• _Work to complete_: Turn the rows below into a JSON list of strings, one string per line, with blank lines skipped. Leave the pictures out of the answer.
■ ■ ■
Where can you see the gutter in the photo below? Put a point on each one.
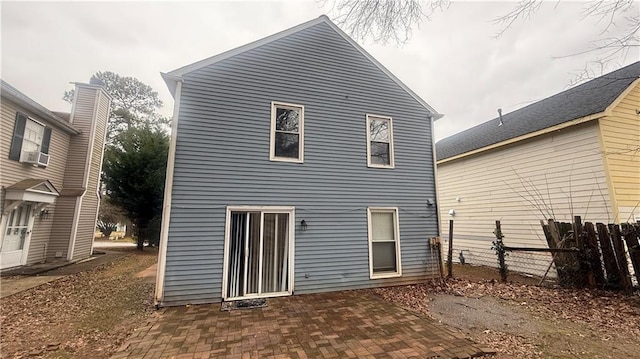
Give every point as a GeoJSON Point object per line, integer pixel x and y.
{"type": "Point", "coordinates": [168, 187]}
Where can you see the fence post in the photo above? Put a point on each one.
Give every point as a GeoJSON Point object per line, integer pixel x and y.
{"type": "Point", "coordinates": [450, 252]}
{"type": "Point", "coordinates": [618, 248]}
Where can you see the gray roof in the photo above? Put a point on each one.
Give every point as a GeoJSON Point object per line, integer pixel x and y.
{"type": "Point", "coordinates": [11, 93]}
{"type": "Point", "coordinates": [586, 99]}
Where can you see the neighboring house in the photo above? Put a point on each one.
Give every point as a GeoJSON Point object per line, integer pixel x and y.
{"type": "Point", "coordinates": [298, 163]}
{"type": "Point", "coordinates": [574, 153]}
{"type": "Point", "coordinates": [50, 169]}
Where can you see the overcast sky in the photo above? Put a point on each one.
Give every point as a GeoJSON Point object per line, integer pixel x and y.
{"type": "Point", "coordinates": [452, 61]}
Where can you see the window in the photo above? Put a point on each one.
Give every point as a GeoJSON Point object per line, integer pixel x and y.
{"type": "Point", "coordinates": [384, 243]}
{"type": "Point", "coordinates": [379, 142]}
{"type": "Point", "coordinates": [29, 136]}
{"type": "Point", "coordinates": [287, 132]}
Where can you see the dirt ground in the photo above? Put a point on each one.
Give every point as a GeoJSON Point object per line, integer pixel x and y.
{"type": "Point", "coordinates": [522, 320]}
{"type": "Point", "coordinates": [81, 315]}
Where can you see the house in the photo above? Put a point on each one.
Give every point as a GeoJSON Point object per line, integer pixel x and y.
{"type": "Point", "coordinates": [298, 164]}
{"type": "Point", "coordinates": [50, 172]}
{"type": "Point", "coordinates": [574, 153]}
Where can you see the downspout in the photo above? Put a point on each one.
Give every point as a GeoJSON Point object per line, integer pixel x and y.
{"type": "Point", "coordinates": [104, 144]}
{"type": "Point", "coordinates": [85, 180]}
{"type": "Point", "coordinates": [168, 189]}
{"type": "Point", "coordinates": [433, 118]}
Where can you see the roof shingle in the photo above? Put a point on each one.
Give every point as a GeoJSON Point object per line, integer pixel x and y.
{"type": "Point", "coordinates": [583, 100]}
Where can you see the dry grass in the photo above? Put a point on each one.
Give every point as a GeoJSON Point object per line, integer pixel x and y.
{"type": "Point", "coordinates": [84, 315]}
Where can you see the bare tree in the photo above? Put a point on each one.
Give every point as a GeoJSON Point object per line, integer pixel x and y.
{"type": "Point", "coordinates": [383, 20]}
{"type": "Point", "coordinates": [392, 20]}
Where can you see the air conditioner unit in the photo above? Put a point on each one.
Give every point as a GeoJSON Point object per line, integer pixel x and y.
{"type": "Point", "coordinates": [36, 157]}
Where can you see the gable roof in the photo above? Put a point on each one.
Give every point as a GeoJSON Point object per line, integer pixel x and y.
{"type": "Point", "coordinates": [176, 75]}
{"type": "Point", "coordinates": [11, 93]}
{"type": "Point", "coordinates": [590, 98]}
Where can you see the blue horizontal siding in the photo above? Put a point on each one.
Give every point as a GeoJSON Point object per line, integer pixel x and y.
{"type": "Point", "coordinates": [222, 158]}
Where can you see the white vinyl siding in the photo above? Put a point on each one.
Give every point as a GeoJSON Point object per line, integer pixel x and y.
{"type": "Point", "coordinates": [560, 174]}
{"type": "Point", "coordinates": [384, 243]}
{"type": "Point", "coordinates": [379, 142]}
{"type": "Point", "coordinates": [287, 132]}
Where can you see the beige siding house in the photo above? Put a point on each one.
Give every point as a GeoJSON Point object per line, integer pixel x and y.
{"type": "Point", "coordinates": [49, 174]}
{"type": "Point", "coordinates": [574, 153]}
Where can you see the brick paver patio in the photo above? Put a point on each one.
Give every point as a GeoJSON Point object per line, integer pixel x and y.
{"type": "Point", "coordinates": [350, 324]}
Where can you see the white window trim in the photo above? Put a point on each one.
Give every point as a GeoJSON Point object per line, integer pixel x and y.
{"type": "Point", "coordinates": [393, 210]}
{"type": "Point", "coordinates": [23, 150]}
{"type": "Point", "coordinates": [391, 156]}
{"type": "Point", "coordinates": [272, 154]}
{"type": "Point", "coordinates": [263, 209]}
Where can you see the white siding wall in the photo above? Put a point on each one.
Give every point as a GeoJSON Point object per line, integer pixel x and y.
{"type": "Point", "coordinates": [560, 174]}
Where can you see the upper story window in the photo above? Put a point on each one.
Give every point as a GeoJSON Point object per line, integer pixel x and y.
{"type": "Point", "coordinates": [30, 142]}
{"type": "Point", "coordinates": [33, 135]}
{"type": "Point", "coordinates": [287, 132]}
{"type": "Point", "coordinates": [379, 142]}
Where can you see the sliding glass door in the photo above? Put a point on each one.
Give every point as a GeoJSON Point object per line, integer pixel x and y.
{"type": "Point", "coordinates": [258, 252]}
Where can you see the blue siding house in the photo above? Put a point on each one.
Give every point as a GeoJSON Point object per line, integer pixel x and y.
{"type": "Point", "coordinates": [298, 164]}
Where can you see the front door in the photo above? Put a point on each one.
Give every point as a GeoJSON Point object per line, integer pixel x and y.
{"type": "Point", "coordinates": [258, 248]}
{"type": "Point", "coordinates": [16, 235]}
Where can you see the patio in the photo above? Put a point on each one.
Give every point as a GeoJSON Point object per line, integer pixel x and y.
{"type": "Point", "coordinates": [350, 324]}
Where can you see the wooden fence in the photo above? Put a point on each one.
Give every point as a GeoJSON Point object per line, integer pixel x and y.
{"type": "Point", "coordinates": [599, 258]}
■ ■ ■
• _Response below_:
[
  "Where can you see the gutter in the photo below? Put a point on each one.",
  "Give every point as a GeoJSON Point object per line, integer pixel x and y.",
  "{\"type\": \"Point\", \"coordinates\": [168, 187]}",
  "Where can you see the fence post in the photo above? Put a point on each one.",
  "Give every point as a GeoJSON Point object per line, integer pixel x and y.",
  "{\"type\": \"Point\", \"coordinates\": [450, 252]}",
  "{\"type\": \"Point\", \"coordinates\": [618, 248]}",
  "Where can you see the gray roof in the photo above? Put a point on each one.",
  "Give every point as a GeoJSON Point object per line, integer pixel x and y.",
  "{\"type\": \"Point\", \"coordinates\": [11, 93]}",
  "{\"type\": \"Point\", \"coordinates\": [586, 99]}",
  "Where can you see the neighboring house in the photo above? Put a point on each one.",
  "Give every point as a GeoJSON Point object per line, integer pixel x and y.",
  "{\"type\": \"Point\", \"coordinates\": [298, 163]}",
  "{\"type\": \"Point\", \"coordinates\": [574, 153]}",
  "{\"type\": \"Point\", \"coordinates\": [50, 169]}",
  "Where can you see the overcast sky in the photo above? Put a point on each one.",
  "Give every point as a GeoJSON Point object per line, integer pixel x and y.",
  "{\"type\": \"Point\", \"coordinates\": [452, 61]}",
  "Where can you see the window in the photo above? Put a point on each one.",
  "Give every point as a GeoJSON Point object per line, integer pixel x and y.",
  "{\"type\": \"Point\", \"coordinates\": [384, 243]}",
  "{\"type\": \"Point\", \"coordinates\": [379, 142]}",
  "{\"type\": \"Point\", \"coordinates\": [29, 136]}",
  "{\"type\": \"Point\", \"coordinates\": [287, 132]}",
  "Where can you see the dirt ground in the photo above? Put a point on each one.",
  "Give every point as a GeoJSON Point object per line, integer pixel x and y.",
  "{\"type\": \"Point\", \"coordinates\": [522, 320]}",
  "{\"type\": \"Point\", \"coordinates\": [81, 315]}",
  "Where can you see the house in the photo above? Put a point on each one.",
  "Give every point as a GeoJSON Point object per line, integer pixel x and y.",
  "{\"type\": \"Point\", \"coordinates\": [298, 164]}",
  "{\"type\": \"Point\", \"coordinates\": [50, 172]}",
  "{\"type\": \"Point\", \"coordinates\": [574, 153]}",
  "Where can you see the downspout in the photo above? Put a point on each one.",
  "Give every point as a GeoJSON Point object per line, integer pixel x and y.",
  "{\"type\": \"Point\", \"coordinates\": [104, 144]}",
  "{\"type\": \"Point\", \"coordinates\": [85, 180]}",
  "{\"type\": \"Point\", \"coordinates\": [168, 189]}",
  "{\"type\": \"Point\", \"coordinates\": [433, 118]}",
  "Where can you see the roof shingle in the photo above? Put a point on each one.",
  "Give every point as a GeoJSON Point object per line, integer pixel x and y.",
  "{\"type\": \"Point\", \"coordinates\": [583, 100]}",
  "Where can you see the dry grass in the photo above? Put a point on each one.",
  "Give every point as a GeoJSON Point object per line, integer pixel x and y.",
  "{\"type\": \"Point\", \"coordinates\": [84, 315]}",
  "Where can you see the bare tree in the photo above? Put a point on each one.",
  "Give every point as a GeoJSON Point object per line, integer pixel x and y.",
  "{\"type\": \"Point\", \"coordinates\": [383, 20]}",
  "{\"type\": \"Point\", \"coordinates\": [392, 20]}",
  "Where can you see the air conditioner unit in the photo above? Put a point on each one.",
  "Give every point as a GeoJSON Point object per line, integer pixel x and y.",
  "{\"type\": \"Point\", \"coordinates\": [36, 157]}",
  "Where can you see the gable roof in the photo above? Put a point on each one.",
  "Give every point as a GeoJSON Point object per line, integer pixel x and y.",
  "{\"type\": \"Point\", \"coordinates\": [176, 75]}",
  "{\"type\": \"Point\", \"coordinates\": [11, 93]}",
  "{\"type\": \"Point\", \"coordinates\": [590, 98]}",
  "Where can you see the blue horizontal siding in the photo above? Put a point on each one.",
  "Give every point as a GeoJSON Point object per line, integer pixel x and y.",
  "{\"type\": \"Point\", \"coordinates\": [222, 158]}",
  "Where can you see the white vinyl siding in the photo above? Put a point on each one.",
  "Give every point as a GeoJSON Point object per line, integer pixel x and y.",
  "{\"type\": \"Point\", \"coordinates\": [560, 174]}",
  "{\"type\": \"Point\", \"coordinates\": [384, 243]}",
  "{\"type\": \"Point\", \"coordinates\": [379, 142]}",
  "{\"type\": \"Point\", \"coordinates\": [287, 132]}",
  "Where can you see the beige siding house in the photo above? Put a point on each one.",
  "Give every point as a GeoJSON Point object per line, integer pixel x and y.",
  "{\"type\": \"Point\", \"coordinates\": [49, 174]}",
  "{\"type\": \"Point\", \"coordinates\": [574, 153]}",
  "Where can you see the brick paver patio in the photo above? Put a point on each one.",
  "Give every point as a GeoJSON Point object per line, integer pixel x and y.",
  "{\"type\": \"Point\", \"coordinates\": [350, 324]}",
  "Where can you see the white window trim in the photo above? Put a point on each one.",
  "Give every point as a GeoJSON Point object per line, integer pixel x and y.",
  "{\"type\": \"Point\", \"coordinates\": [393, 210]}",
  "{\"type\": \"Point\", \"coordinates\": [23, 150]}",
  "{\"type\": \"Point\", \"coordinates\": [391, 156]}",
  "{\"type\": \"Point\", \"coordinates\": [272, 154]}",
  "{\"type\": \"Point\", \"coordinates\": [263, 209]}",
  "Where can you see the white siding wall in the photo above? Put a point on each one.",
  "Give every point as a GeoJSON Point object per line, integer pixel x and y.",
  "{\"type\": \"Point\", \"coordinates\": [560, 174]}",
  "Where can you see the upper story window in the photo above? Put a point on each one.",
  "Give every point as a GeoJSON Point object per line, integer pixel x and y.",
  "{\"type\": \"Point\", \"coordinates\": [30, 142]}",
  "{\"type\": \"Point\", \"coordinates\": [33, 135]}",
  "{\"type\": \"Point\", \"coordinates\": [287, 132]}",
  "{\"type\": \"Point\", \"coordinates\": [379, 142]}",
  "Where can you see the sliding glass door in the photo above? Put a point on each one.",
  "Give every point as a GeoJSON Point object per line, integer pixel x and y.",
  "{\"type\": \"Point\", \"coordinates\": [258, 252]}",
  "Where can you see the blue siding house in the photo above? Put a point on each one.",
  "Give every point as a GeoJSON Point object per line, integer pixel x and y.",
  "{\"type\": \"Point\", \"coordinates\": [298, 164]}",
  "Where can you see the front door in the photo above? Put a point on each one.",
  "Give every point as a GeoJSON Point object per line, integer pixel x and y.",
  "{\"type\": \"Point\", \"coordinates\": [258, 248]}",
  "{\"type\": \"Point\", \"coordinates\": [16, 235]}",
  "Where can you see the patio in the photo above? Put a point on each one.",
  "Give every point as a GeoJSON Point object per line, integer pixel x and y.",
  "{\"type\": \"Point\", \"coordinates\": [350, 324]}",
  "Where can you see the wooden fence in the photo above? Put a point on each one.",
  "Give every point as a GeoJSON Point object per line, integer pixel x and y.",
  "{\"type\": \"Point\", \"coordinates\": [599, 258]}"
]